_DESCRIPTION OF THE TASK_
Please count the lines in the listing below that contain the string "horse", with case counting, and reply with that number alone.

======== RECORDS PROVIDED

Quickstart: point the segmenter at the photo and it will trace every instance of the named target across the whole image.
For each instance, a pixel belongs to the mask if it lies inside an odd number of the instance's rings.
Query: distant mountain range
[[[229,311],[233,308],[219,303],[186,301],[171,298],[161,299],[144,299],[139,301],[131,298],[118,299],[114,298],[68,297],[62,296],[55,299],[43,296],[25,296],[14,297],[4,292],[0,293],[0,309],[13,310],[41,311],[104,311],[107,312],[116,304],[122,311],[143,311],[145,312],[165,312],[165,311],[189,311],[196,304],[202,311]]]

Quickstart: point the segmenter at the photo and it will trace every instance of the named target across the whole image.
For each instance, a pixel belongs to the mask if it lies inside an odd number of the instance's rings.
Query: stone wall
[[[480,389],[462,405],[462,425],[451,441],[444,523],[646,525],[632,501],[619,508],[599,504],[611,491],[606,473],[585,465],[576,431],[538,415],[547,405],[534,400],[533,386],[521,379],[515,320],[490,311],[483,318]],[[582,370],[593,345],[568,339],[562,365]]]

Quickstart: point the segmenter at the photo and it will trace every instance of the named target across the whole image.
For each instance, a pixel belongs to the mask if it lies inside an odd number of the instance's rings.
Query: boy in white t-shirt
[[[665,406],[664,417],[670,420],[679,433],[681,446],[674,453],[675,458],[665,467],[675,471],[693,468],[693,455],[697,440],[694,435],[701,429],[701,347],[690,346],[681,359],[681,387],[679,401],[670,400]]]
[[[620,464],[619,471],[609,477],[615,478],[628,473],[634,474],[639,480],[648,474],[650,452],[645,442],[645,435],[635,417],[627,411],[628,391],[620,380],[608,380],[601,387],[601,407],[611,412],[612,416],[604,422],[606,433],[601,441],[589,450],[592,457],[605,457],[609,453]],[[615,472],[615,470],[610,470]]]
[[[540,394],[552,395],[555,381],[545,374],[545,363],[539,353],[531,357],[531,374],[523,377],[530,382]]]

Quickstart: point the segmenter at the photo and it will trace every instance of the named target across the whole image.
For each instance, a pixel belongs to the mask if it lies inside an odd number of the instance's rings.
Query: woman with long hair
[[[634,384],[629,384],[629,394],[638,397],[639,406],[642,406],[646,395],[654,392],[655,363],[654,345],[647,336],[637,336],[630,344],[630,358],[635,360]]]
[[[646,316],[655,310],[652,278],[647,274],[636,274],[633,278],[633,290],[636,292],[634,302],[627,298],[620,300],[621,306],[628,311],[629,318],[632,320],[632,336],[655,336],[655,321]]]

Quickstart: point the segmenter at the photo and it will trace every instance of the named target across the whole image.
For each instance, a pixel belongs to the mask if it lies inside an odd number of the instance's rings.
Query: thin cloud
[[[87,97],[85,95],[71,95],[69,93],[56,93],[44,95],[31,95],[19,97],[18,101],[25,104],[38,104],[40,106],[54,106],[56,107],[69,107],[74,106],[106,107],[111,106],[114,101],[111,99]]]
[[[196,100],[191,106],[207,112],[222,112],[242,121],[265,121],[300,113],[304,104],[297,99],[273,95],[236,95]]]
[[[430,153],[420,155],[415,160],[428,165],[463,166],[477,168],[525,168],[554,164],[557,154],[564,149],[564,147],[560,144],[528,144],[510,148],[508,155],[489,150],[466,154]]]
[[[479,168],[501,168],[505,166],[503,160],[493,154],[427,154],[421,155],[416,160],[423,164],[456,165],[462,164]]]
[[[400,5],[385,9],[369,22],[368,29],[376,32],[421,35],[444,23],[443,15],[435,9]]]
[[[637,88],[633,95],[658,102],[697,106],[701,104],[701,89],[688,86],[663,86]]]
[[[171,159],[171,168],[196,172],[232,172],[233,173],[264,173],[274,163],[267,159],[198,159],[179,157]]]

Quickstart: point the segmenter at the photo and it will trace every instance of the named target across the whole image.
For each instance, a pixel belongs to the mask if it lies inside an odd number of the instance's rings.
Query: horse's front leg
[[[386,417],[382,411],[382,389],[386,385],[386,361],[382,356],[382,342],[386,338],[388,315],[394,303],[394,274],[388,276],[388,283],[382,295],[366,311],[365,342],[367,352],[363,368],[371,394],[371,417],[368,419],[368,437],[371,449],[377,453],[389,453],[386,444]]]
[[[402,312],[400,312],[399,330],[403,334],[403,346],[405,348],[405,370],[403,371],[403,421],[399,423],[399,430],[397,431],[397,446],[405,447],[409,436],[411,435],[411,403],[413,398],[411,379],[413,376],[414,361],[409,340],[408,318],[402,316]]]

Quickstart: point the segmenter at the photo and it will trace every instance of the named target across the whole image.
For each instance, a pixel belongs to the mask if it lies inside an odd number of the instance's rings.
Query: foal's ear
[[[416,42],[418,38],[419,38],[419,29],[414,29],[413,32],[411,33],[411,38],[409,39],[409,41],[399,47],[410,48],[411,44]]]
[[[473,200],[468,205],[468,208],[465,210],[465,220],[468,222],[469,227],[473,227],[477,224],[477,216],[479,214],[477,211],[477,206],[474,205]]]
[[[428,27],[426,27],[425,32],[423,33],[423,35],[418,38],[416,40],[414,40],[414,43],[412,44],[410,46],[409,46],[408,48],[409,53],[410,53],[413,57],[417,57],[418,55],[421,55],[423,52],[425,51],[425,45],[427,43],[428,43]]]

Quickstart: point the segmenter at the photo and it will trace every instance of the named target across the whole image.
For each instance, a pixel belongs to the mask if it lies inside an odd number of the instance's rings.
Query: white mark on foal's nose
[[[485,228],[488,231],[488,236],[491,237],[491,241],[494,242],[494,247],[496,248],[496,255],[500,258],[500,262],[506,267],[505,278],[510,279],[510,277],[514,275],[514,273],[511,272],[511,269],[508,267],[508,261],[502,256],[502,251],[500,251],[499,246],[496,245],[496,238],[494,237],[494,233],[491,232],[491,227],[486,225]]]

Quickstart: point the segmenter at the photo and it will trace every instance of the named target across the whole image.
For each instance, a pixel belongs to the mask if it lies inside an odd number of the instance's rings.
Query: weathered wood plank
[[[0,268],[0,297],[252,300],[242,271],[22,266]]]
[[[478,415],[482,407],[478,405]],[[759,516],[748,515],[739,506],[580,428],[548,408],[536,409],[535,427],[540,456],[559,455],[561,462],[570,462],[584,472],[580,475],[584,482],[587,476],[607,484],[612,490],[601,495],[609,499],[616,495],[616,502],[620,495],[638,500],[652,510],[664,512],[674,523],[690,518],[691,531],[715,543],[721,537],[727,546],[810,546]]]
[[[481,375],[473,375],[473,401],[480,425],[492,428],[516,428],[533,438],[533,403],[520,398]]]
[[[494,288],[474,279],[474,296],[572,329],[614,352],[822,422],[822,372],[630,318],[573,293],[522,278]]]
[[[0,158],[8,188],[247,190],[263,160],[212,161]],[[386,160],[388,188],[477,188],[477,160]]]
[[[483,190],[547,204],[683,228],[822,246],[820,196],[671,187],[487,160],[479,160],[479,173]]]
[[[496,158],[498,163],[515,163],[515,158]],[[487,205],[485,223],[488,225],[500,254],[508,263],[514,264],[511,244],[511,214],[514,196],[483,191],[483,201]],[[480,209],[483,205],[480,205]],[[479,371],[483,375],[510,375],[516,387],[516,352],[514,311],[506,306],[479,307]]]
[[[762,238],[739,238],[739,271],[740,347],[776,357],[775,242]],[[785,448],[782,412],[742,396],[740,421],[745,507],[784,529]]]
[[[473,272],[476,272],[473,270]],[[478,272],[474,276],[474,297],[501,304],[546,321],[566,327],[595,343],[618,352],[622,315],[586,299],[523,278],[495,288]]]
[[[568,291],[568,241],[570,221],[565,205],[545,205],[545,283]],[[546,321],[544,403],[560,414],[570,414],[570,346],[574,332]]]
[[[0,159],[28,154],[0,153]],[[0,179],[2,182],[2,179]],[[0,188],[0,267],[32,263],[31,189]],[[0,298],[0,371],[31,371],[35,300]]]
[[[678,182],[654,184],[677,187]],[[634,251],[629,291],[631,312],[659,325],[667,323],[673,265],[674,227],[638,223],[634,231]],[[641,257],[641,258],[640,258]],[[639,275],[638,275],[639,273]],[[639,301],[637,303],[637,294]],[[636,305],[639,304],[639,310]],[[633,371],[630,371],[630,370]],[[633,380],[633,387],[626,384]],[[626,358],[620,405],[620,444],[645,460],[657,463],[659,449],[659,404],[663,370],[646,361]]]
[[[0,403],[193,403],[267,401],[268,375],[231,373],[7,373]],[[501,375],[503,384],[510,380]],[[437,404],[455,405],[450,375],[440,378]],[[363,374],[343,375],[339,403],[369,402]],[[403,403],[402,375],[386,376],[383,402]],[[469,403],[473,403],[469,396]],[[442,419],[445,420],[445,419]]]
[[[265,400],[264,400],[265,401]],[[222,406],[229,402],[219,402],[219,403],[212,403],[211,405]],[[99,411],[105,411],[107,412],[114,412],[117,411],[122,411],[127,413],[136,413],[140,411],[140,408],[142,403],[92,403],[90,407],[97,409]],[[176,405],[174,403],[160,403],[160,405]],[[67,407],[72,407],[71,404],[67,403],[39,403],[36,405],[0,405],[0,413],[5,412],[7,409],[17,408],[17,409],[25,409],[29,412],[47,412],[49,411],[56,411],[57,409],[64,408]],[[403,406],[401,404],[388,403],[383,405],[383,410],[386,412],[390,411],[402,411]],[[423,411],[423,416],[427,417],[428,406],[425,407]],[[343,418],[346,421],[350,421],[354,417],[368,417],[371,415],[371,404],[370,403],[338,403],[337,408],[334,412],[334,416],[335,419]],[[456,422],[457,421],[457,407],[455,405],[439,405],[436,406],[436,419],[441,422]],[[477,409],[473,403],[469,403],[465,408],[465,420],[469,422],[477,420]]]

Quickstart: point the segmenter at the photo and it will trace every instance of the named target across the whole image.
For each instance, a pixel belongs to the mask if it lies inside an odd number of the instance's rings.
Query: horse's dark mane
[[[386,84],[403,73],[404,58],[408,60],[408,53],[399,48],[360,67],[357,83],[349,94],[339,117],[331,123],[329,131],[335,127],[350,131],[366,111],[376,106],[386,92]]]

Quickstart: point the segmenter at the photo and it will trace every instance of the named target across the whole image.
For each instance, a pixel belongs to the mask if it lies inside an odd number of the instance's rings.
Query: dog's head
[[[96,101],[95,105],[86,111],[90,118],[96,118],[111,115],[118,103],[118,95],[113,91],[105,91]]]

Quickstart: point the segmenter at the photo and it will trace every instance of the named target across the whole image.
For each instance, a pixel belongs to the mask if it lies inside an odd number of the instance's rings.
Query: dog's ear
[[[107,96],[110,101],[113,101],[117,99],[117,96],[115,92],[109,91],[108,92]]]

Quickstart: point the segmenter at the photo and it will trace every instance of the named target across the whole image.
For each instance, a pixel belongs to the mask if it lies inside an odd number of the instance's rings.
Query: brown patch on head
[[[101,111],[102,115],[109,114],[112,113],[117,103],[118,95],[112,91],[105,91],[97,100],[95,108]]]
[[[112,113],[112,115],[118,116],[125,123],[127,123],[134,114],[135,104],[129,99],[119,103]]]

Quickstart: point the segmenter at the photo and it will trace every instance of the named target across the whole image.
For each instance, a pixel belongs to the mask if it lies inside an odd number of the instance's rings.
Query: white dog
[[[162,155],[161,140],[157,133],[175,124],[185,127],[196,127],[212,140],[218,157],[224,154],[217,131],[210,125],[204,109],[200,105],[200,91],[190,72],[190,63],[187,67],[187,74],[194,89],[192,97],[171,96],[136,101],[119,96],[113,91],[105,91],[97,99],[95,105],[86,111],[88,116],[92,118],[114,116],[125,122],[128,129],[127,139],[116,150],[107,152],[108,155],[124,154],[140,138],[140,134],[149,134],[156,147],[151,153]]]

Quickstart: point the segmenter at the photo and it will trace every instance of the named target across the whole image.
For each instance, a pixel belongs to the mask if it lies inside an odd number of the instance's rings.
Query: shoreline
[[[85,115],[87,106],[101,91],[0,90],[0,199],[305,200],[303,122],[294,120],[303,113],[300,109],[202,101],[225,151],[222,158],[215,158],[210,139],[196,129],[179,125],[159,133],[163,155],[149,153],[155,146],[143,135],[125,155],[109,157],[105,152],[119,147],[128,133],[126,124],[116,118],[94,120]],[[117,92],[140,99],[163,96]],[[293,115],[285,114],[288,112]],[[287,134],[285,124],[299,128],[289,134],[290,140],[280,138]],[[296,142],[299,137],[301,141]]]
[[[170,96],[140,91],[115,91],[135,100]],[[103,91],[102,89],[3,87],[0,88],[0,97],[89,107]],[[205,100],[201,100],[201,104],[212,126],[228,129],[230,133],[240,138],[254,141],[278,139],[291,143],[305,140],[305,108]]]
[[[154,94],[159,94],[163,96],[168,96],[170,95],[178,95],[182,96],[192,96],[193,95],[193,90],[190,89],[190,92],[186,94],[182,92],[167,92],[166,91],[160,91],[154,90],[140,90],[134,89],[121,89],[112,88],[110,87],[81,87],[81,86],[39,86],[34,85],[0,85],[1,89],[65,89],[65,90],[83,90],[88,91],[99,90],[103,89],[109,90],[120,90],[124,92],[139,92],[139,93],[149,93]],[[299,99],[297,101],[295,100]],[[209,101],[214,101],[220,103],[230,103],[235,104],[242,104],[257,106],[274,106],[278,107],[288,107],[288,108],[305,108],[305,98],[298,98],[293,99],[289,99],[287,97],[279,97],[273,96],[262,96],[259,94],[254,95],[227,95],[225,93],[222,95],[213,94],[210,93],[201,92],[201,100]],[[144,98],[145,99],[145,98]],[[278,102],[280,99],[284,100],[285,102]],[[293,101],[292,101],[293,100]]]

================

_TASK OUTPUT_
2